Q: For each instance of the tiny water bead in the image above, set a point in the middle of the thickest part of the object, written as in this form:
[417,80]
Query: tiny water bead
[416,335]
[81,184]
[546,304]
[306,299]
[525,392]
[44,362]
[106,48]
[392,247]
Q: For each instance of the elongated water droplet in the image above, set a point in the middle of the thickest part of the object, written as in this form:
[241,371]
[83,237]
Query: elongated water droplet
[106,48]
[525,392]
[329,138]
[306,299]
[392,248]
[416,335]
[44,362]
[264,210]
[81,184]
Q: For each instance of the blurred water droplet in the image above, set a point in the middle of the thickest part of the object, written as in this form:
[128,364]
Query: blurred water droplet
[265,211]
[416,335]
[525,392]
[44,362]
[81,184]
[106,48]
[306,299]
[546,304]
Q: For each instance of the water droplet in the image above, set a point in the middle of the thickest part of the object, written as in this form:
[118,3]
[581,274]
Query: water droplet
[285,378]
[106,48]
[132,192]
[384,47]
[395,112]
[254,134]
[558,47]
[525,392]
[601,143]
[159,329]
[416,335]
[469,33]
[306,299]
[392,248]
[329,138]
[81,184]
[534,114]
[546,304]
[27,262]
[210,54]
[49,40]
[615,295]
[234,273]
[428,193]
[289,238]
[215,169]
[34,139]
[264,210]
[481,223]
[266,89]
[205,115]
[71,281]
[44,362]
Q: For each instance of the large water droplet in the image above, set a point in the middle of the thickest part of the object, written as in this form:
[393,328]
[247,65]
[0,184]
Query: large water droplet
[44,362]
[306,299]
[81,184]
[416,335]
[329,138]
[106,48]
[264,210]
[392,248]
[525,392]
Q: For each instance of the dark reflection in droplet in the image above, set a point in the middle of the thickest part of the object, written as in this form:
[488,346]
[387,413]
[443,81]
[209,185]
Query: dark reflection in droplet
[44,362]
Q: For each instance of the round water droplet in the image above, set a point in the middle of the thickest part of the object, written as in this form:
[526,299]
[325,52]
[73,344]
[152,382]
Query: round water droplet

__________________________________________________

_Required task_:
Copy all of the data above, substituting "widest part" for each occurrence of "thickest part" and leaving every other character unchanged.

_Finished exercise_:
Q: For each instance of the tiny water bead in the image above, set a point in the middle of the widest part of the object, written as in this form:
[417,80]
Query: tiny water bead
[416,335]
[81,184]
[546,304]
[306,299]
[525,392]
[44,362]
[106,48]
[392,247]
Q: For each instance of the elongated water droplet in the image above, set a point in the middle of the widest part of the object, written as in this form:
[241,371]
[83,237]
Query: elongated water droplet
[106,48]
[525,392]
[329,138]
[306,299]
[392,248]
[416,335]
[44,362]
[264,210]
[81,184]
Q: For each instance of the blurred water droplet in the image above, set a point in the middle of the widest part of the object, written as in this form:
[128,364]
Query: blurred water droplet
[265,211]
[416,335]
[525,392]
[44,362]
[81,184]
[106,48]
[306,299]
[546,304]
Q: For each instance of the water droplet in the image above, set a point in the middle of the widest part of the object, written as in this form:
[118,3]
[581,274]
Query: water droplet
[285,378]
[106,48]
[132,192]
[384,47]
[395,112]
[254,134]
[558,47]
[525,392]
[601,143]
[159,329]
[416,335]
[469,33]
[306,299]
[392,248]
[329,138]
[81,184]
[534,114]
[546,304]
[27,262]
[210,54]
[49,40]
[615,295]
[234,273]
[428,193]
[289,238]
[215,169]
[34,139]
[264,210]
[481,223]
[266,89]
[205,115]
[71,281]
[44,362]
Q: For each instance of the large water droplet in the image above, set a point in the middle of the widest part of the object, written as in this form:
[393,328]
[247,65]
[0,184]
Query: large water droplet
[44,362]
[306,299]
[81,184]
[416,335]
[329,138]
[106,48]
[264,210]
[392,248]
[525,392]
Q: For each instance of the dark reflection in droplet in the image above, set a point in the middle of the widest part of the object, written as in this form:
[488,346]
[387,413]
[443,81]
[209,185]
Query: dark reflection in droplet
[44,362]
Q: For each instance of the round water droplet in the image above, set a point in the middle of the widest part of the object, written as in this form:
[526,299]
[325,52]
[73,344]
[152,382]
Query: round water droplet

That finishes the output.